PURPOSE

The purpose of this policy is to outline the company procedure for evaluating the use of alternate fuels.

POLICY

The company will always investigate methods of operation and vehicle acquisition that reduces our impact on the environment. Any such initiatives considered must not reduce our operational effectiveness, efficiency or result in an increase in cost.

Where alternatives are being considered approval must be obtained from management before any commitments are undertaken.

INTRODUCTION

Changing fuel type is one of the most obvious avenues for investigation. The lower costs and greater distance per litre offered by some fuels compared with petrol presents, on face value, a compelling case for change.

However, as with all things there are advantages and disadvantages.  Higher vehicle procurement costs and lower resale values need to be factored into any evaluation before any decision should be made to switch to alternative fuels.

Additionally the fuel market is developing very quickly to the point where some conventional fuelled engines, petrol and diesel, now not only meet but provide a lower fuel consumption than several Hybrid model vehicles.

CHOICE OF FUELS

Many see the use of alternate fuels as an option for the reduction of emissions, but there can be difficulties associated with their use.

Any alternative fuel policy deliberation requires a proper understanding of what the change will mean.  A number of considerations must be taken into account such as likely usage pattern, fuel availability, storage and filling requirements, changes in vehicle appreciation or depreciation, servicing and repair characteristics and a realistic payback period.

▶ [Instruction]
Please continue the alternate fuels policy above, picking up right after its last sentence.

▶ [Records]
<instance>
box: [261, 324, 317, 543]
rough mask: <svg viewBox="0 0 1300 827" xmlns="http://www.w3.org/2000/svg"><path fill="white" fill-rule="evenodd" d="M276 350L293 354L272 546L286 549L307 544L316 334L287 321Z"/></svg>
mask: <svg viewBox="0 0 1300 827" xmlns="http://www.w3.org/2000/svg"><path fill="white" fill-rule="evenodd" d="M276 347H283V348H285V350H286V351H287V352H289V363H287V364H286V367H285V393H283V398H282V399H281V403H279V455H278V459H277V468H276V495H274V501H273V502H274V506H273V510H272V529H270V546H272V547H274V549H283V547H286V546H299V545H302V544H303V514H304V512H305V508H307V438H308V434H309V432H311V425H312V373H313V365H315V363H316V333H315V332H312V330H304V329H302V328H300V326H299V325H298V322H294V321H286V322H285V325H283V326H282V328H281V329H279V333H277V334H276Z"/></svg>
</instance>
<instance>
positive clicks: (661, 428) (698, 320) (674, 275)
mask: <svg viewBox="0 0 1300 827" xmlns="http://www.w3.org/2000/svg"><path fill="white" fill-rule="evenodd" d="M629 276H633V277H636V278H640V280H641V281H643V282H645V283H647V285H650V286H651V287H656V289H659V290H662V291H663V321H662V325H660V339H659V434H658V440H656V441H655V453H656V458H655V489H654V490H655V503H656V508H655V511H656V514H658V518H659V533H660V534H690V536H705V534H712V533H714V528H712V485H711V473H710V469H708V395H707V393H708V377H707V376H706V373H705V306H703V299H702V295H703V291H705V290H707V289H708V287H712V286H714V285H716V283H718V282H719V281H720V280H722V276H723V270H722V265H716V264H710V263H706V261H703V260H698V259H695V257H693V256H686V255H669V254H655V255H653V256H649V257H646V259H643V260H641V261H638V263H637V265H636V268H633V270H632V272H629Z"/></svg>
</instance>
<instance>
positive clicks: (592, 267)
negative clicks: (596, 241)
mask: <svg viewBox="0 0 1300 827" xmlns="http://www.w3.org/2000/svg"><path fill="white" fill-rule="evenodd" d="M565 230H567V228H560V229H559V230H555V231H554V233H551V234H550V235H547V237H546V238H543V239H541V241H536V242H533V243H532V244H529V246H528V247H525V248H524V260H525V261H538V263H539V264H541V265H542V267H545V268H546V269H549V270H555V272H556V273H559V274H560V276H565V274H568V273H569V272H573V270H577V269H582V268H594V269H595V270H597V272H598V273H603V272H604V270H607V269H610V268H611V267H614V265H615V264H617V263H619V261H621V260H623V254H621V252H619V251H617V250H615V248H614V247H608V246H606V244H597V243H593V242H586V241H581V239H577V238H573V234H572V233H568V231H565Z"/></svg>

▶ [Answer box]
It cannot be emphasised too strongly that with all initiatives seeking alternative methods of operation a full and realistic cost benefit analysis must be undertaken.  All costs and savings must be identified and factored into the analysis before you commit to any policy change or alternative option.

A proper understanding of what the payback period will be must be pattern. Questions asked in this analysis would be: –

• Is it logical to expect the vehicle to run exclusively on the alternative fuel? If not, what will be a likely alternative fuel use to petrol use ratio?
• Will the ratio push out the expected payback period, time and/or distance travelled, and will it still be cost effective?
• Are there any additional costs in time taken to fill the tank? It should be remembered that a tank full of petrol might take you further than a tank of the alternative fuel.
• Is financial assistance available for any change programs?

ALTERNATIVE FUELS

Alternate fuels fall into a number of groups each with its own characteristics. The following table indicates some benefits and/or drawbacks associated with their use.

Compiled from an article by the National Association of Fleet Administrators (NAFA) USA 1999 reference book, page eight, ‘alternative fuels’. Derived from an USA Department of Energy publication.

*Per unit volume Petrol equivalent

Relative fuel volumes and loaded tank weight for a 75litre petrol equivalent: –

* Assumes steel construction

The growing participation of Original Equipment Manufacturers (OEMs) including GM Holden, Ford, Mazda, BMW, Volvo, Toyota etc on the global stage has led to the development of truly integrated and factory warranted alternate fuel vehicles.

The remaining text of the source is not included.